_REQUIRED WORK_. Locate each line in the records below that contains the word "shoulder", and copy those lines out.

_Position identification records_.

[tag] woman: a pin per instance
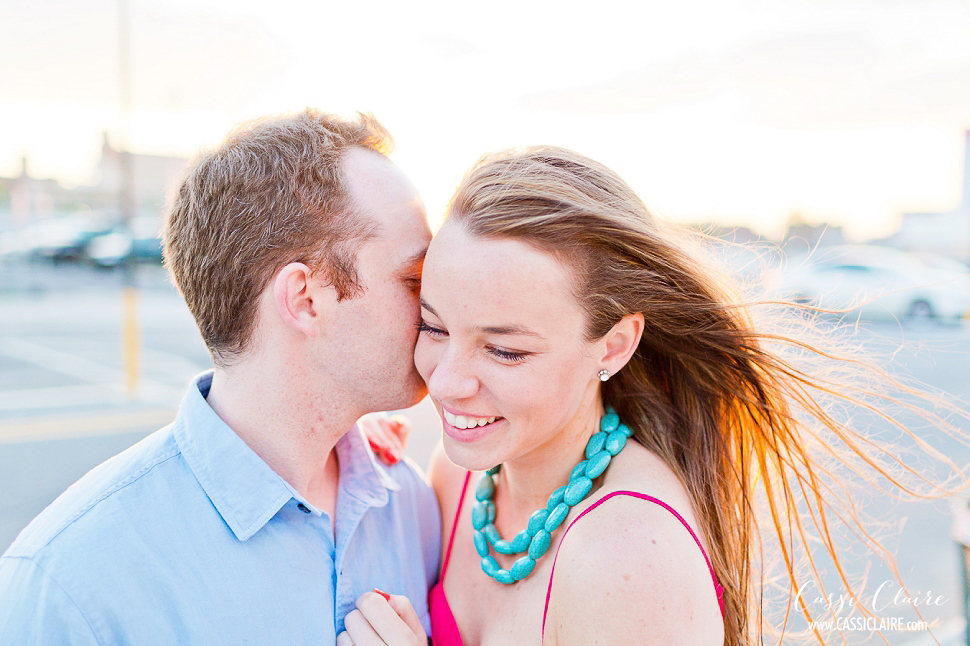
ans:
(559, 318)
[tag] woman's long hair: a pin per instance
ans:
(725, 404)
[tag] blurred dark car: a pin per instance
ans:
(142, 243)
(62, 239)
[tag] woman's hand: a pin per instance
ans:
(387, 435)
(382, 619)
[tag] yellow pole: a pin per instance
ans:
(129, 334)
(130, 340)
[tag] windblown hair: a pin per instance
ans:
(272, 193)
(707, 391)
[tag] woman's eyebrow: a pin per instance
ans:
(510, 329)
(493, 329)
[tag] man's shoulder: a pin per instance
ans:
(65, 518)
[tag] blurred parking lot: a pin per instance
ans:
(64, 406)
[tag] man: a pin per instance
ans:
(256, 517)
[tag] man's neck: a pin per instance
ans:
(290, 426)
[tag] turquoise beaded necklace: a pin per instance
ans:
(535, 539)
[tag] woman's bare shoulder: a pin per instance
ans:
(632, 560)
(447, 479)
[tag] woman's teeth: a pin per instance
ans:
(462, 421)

==

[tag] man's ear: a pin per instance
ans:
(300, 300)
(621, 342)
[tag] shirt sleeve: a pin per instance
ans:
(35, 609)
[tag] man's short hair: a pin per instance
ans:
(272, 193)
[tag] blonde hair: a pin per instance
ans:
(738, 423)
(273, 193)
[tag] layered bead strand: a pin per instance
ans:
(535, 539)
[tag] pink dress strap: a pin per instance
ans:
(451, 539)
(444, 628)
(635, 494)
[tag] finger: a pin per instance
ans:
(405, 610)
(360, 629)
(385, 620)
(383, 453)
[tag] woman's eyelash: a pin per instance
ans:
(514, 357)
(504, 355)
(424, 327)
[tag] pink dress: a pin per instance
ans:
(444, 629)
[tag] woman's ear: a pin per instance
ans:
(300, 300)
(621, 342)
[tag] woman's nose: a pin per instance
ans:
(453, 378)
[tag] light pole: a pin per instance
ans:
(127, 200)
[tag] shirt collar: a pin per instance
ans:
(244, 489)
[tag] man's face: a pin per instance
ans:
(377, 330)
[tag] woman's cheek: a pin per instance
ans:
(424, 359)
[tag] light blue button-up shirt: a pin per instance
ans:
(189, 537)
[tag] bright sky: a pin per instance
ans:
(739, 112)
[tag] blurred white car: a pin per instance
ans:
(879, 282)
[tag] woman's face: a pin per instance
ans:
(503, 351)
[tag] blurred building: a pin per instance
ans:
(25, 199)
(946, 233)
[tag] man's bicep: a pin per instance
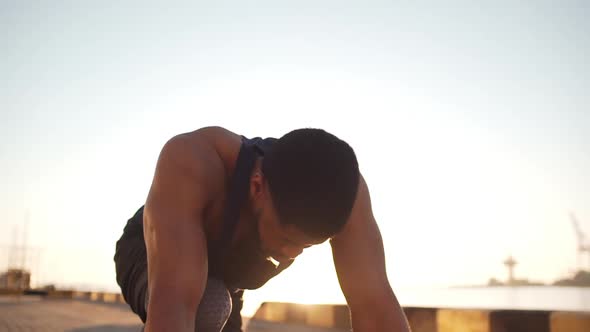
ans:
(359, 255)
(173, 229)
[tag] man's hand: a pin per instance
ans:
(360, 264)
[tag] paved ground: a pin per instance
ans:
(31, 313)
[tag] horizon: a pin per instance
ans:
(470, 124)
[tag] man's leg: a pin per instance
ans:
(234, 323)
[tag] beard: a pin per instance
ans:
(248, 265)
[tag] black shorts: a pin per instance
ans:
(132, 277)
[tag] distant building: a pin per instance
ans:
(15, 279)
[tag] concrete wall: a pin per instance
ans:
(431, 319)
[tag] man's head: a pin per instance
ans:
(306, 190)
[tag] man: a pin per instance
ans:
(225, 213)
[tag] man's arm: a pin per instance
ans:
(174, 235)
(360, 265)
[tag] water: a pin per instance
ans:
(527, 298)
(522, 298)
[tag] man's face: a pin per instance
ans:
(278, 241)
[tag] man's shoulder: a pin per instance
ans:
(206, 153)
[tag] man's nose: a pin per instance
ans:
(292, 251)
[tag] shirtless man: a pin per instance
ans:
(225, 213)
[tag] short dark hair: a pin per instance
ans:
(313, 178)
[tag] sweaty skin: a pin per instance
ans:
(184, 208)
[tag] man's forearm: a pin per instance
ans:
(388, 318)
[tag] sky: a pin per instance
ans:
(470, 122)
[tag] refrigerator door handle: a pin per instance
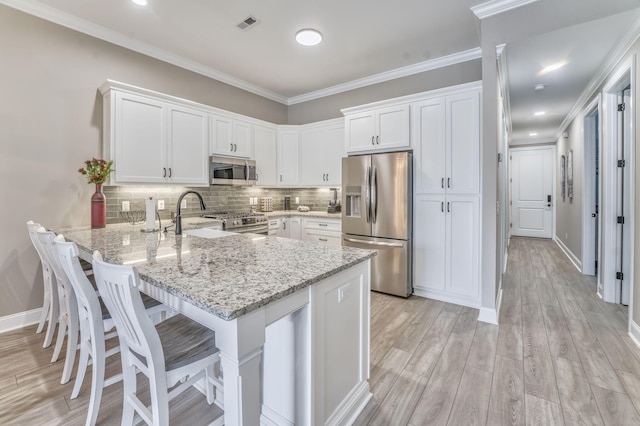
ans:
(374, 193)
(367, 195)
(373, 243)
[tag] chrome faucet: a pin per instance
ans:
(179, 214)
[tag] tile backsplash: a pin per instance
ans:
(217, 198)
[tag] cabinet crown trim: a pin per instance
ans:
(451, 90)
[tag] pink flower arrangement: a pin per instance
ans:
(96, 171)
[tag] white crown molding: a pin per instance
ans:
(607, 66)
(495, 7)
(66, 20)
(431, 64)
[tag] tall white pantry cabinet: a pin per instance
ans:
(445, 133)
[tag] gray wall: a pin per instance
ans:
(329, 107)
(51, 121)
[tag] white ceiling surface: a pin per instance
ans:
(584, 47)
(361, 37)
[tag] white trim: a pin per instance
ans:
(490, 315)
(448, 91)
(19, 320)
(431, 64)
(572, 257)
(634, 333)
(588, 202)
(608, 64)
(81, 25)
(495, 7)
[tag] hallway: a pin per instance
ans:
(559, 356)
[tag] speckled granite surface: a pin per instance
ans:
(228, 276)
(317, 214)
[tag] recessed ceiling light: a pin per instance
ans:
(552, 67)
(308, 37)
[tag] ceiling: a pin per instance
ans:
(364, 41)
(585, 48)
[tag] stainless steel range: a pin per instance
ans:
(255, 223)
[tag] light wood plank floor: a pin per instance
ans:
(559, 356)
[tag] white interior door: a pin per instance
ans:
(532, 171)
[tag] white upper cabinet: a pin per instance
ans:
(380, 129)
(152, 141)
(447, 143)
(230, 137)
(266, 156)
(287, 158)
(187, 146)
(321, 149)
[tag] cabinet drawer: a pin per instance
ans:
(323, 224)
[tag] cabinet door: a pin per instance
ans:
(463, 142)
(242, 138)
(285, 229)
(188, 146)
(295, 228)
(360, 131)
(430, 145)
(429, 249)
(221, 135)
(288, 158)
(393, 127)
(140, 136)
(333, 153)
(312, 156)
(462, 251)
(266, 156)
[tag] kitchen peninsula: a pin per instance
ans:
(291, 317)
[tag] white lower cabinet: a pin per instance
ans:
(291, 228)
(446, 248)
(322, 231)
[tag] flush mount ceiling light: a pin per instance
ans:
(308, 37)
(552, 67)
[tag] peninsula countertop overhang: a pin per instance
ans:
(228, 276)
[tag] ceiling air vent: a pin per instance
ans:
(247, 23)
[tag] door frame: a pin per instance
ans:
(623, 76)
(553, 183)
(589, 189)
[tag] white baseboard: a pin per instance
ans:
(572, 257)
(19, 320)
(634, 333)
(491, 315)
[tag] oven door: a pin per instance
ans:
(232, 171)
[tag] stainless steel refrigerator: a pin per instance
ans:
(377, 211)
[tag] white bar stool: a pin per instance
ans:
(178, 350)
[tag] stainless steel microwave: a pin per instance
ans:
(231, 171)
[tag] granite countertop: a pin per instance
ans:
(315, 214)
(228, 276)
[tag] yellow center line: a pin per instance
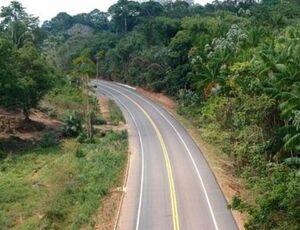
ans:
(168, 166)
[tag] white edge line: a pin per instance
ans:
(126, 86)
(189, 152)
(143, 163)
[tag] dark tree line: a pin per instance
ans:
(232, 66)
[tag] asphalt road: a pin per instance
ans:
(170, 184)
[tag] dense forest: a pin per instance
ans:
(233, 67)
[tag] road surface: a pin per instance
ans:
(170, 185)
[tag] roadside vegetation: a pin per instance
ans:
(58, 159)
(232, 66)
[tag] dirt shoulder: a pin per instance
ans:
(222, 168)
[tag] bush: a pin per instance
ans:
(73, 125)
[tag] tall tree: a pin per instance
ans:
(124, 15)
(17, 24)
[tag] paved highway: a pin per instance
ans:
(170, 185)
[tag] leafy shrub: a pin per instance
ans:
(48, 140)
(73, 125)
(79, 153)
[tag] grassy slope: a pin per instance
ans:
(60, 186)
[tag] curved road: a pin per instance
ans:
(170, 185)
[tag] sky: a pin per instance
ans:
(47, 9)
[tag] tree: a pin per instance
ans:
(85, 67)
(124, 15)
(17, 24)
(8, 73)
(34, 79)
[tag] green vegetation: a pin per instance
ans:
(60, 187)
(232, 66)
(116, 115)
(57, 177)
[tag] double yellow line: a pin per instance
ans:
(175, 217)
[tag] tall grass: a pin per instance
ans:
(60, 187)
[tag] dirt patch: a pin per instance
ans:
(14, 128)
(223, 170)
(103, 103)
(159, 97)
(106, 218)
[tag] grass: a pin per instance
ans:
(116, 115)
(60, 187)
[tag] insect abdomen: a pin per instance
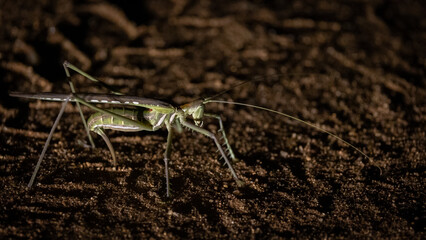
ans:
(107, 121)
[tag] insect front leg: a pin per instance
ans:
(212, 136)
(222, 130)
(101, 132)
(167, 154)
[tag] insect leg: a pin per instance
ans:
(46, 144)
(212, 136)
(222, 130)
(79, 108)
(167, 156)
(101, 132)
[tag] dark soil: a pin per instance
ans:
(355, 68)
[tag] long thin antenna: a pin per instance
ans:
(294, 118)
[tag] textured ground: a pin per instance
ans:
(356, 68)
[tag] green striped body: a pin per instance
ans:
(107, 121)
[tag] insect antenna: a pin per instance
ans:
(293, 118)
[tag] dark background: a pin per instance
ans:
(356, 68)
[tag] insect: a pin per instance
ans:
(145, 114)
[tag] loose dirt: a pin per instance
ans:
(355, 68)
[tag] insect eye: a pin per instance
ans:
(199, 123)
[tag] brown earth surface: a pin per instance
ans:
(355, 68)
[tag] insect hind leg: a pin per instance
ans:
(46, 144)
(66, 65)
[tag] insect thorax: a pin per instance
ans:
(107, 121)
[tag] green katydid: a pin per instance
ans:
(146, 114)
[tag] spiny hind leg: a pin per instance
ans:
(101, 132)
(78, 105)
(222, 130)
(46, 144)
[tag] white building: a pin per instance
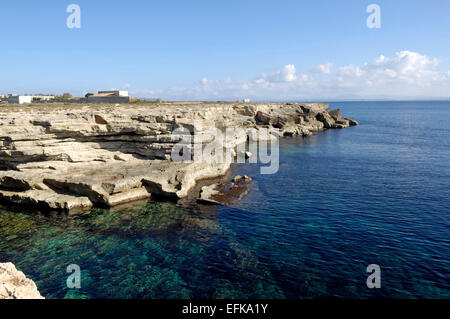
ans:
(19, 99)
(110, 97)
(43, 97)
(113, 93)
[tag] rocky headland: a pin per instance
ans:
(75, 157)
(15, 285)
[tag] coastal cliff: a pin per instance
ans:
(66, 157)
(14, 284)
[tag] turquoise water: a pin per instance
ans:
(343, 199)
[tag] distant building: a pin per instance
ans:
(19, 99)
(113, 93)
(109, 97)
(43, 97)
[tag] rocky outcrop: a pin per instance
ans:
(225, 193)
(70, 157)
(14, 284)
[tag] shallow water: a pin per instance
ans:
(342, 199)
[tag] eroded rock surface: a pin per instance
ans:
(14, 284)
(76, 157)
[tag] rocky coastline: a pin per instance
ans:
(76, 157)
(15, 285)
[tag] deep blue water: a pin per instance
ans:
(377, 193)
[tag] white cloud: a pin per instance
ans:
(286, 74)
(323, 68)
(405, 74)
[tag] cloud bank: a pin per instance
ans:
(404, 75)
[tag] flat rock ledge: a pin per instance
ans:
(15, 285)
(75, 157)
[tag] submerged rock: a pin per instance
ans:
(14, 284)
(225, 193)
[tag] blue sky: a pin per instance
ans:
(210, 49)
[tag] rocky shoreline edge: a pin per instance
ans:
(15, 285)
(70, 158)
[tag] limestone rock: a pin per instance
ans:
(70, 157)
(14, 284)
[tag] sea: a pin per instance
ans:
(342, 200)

_OUTPUT_.
[tag] man's shoulder: a pin per instance
[tag] woman's bare shoulder: a pin per instance
[tag] man's shoulder: a pin per instance
[tag] dirt shoulder: a pin per instance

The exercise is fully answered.